■ CHECK YOUR UNDERSTANDING ■
A - In the interview with Roger B. Burt, at which university did he earn his doctorate in clinical psychology?
B - In the interview with Roger B. Burt, take the passage starting at "From my youngest" and ending at "people of Europe.", and write it out again with "Europe" swapped for "Asia" wherever it occurs.

Featured Interview With Roger B. Burt
Tell us a little about yourself. Where were you raised? Where do you live now?
I was born at home in Queens, New York. I was my mother’s third pregnancy but apparently I wasn’t ready to come so I hung out with her until I was ready. Then I came so fast she didn’t have time to get to a hospital. My father delivered me. Fortunately he was a surgeon.
As an infant I was clearly a night person and my mother walked me on the streets of New York in the very early morning hour. It was just before World War II and the neighborhood was quiet and accepting.
From the beginning I wasn’t interested in “reality” or the ordinary. My earliest memory is of being in a window seat on a dark night watching flashes of light from the rain during the world war blackout.
From my youngest years my two aunts took me out to see New York whether it was the Empire State Building or Times Square on New Years Eve until near dawn.
As a family we toured Europe just after the war ended. To put it mildly, it was mind opening and stirred my imagination. I recall seeing great fear remaining on the faces of the people of Europe.
The new and the imaginative was what interested me. My brother went to college at Princeton. I wanted to see more of the country and went to college in Michigan. Then it was on to graduate school in North Carolina during the frightening years of the civill rights movement. I did what I was supposed to and gained my doctorate in clinical psychology at Duke University but got into the depth of understanding of prejudice and conflict In that difficult era.

■ RECORDS SHOWN ■
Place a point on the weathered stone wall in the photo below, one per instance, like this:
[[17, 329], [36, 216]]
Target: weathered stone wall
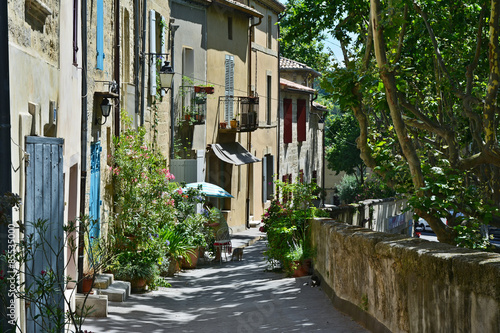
[[375, 214], [398, 284]]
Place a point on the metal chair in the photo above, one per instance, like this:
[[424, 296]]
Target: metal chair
[[223, 242]]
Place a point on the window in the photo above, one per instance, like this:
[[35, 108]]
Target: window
[[267, 177], [230, 28], [269, 32], [126, 45], [269, 99], [100, 35], [287, 130], [229, 88], [75, 32], [301, 120]]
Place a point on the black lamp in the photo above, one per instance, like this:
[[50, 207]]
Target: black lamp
[[166, 75], [105, 109]]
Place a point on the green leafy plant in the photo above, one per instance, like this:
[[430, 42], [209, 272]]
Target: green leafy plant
[[285, 222], [42, 285]]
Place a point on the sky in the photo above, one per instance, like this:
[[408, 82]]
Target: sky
[[330, 43]]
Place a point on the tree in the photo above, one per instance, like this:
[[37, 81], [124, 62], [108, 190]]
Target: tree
[[422, 80], [301, 48], [342, 154]]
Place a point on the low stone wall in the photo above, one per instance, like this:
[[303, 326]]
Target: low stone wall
[[396, 284]]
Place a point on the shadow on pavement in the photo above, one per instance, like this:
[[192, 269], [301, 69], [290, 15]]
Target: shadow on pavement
[[237, 296]]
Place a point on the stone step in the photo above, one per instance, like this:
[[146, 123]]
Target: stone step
[[93, 306], [118, 291], [103, 281]]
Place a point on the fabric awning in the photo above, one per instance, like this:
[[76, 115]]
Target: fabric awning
[[233, 153]]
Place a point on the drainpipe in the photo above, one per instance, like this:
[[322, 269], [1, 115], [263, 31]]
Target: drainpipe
[[117, 66], [143, 65], [172, 29], [5, 148], [136, 55], [249, 144], [278, 132], [83, 139]]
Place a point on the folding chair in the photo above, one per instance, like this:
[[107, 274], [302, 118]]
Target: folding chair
[[223, 242]]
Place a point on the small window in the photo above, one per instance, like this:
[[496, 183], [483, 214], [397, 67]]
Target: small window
[[269, 99], [269, 32], [301, 120], [230, 28], [287, 130]]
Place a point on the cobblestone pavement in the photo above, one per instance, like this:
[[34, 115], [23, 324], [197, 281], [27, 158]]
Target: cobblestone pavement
[[237, 296]]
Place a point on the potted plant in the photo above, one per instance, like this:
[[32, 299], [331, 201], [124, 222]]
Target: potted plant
[[137, 267], [204, 89]]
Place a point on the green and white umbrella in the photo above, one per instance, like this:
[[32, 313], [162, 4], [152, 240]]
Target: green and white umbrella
[[210, 190]]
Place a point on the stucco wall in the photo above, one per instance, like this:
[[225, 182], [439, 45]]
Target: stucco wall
[[398, 284]]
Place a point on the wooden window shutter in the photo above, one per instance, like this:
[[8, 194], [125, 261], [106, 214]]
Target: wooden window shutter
[[152, 49], [301, 120], [100, 35], [287, 130]]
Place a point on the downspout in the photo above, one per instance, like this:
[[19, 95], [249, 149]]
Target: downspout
[[5, 145], [172, 29], [322, 150], [249, 143], [117, 66], [83, 140], [278, 132], [143, 61], [136, 56]]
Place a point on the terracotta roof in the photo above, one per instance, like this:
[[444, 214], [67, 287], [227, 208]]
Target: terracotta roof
[[295, 86], [292, 65], [240, 6], [319, 107]]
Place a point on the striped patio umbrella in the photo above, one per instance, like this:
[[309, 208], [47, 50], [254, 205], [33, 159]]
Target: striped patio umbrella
[[210, 190]]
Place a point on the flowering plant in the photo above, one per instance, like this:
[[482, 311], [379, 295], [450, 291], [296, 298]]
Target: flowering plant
[[285, 222]]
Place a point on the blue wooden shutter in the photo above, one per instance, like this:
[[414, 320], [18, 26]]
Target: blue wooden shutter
[[229, 88], [152, 49], [264, 178], [100, 35], [44, 201], [95, 189]]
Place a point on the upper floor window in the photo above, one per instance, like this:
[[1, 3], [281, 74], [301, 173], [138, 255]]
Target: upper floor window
[[301, 120], [100, 35], [230, 28], [269, 32]]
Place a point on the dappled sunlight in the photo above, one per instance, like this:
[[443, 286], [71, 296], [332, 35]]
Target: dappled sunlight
[[239, 296]]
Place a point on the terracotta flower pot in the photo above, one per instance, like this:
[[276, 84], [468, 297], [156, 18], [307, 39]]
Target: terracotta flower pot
[[193, 258], [303, 268], [87, 284]]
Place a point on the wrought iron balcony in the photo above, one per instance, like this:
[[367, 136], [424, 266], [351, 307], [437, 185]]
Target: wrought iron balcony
[[193, 104], [238, 113]]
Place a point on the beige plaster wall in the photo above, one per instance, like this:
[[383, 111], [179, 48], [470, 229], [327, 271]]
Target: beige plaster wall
[[397, 284]]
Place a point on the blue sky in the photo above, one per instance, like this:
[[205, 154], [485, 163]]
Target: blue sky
[[330, 43]]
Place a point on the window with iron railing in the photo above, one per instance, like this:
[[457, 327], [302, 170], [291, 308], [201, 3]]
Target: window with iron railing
[[244, 116]]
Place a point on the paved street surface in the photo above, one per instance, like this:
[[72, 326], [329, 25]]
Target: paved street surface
[[237, 296]]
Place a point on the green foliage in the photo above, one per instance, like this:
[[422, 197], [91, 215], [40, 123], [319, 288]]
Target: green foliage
[[424, 115], [285, 223], [351, 191], [342, 154], [469, 236], [156, 219], [41, 285]]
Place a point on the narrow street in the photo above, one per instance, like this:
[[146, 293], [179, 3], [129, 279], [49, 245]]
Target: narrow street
[[237, 296]]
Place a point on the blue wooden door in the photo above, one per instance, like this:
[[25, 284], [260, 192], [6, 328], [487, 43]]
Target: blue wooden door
[[95, 190], [44, 202]]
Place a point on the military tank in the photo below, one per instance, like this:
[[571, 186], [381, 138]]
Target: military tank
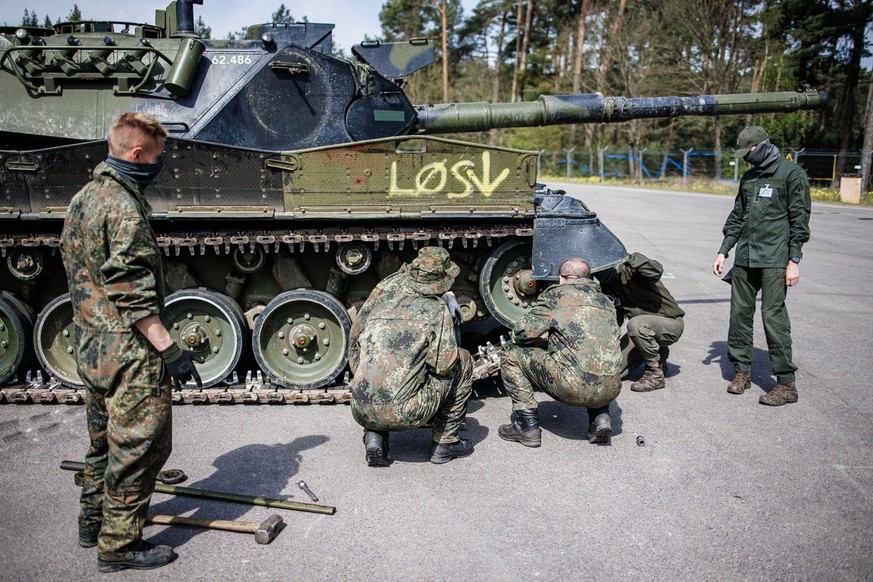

■ YOUR RESPONSES ■
A - Duke University

B -
From my youngest years my two aunts took me out to see New York whether it was the Empire State Building or Times Square on New Years Eve until near dawn.
As a family we toured Asia just after the war ended. To put it mildly, it was mind opening and stirred my imagination. I recall seeing great fear remaining on the faces of the people of Asia.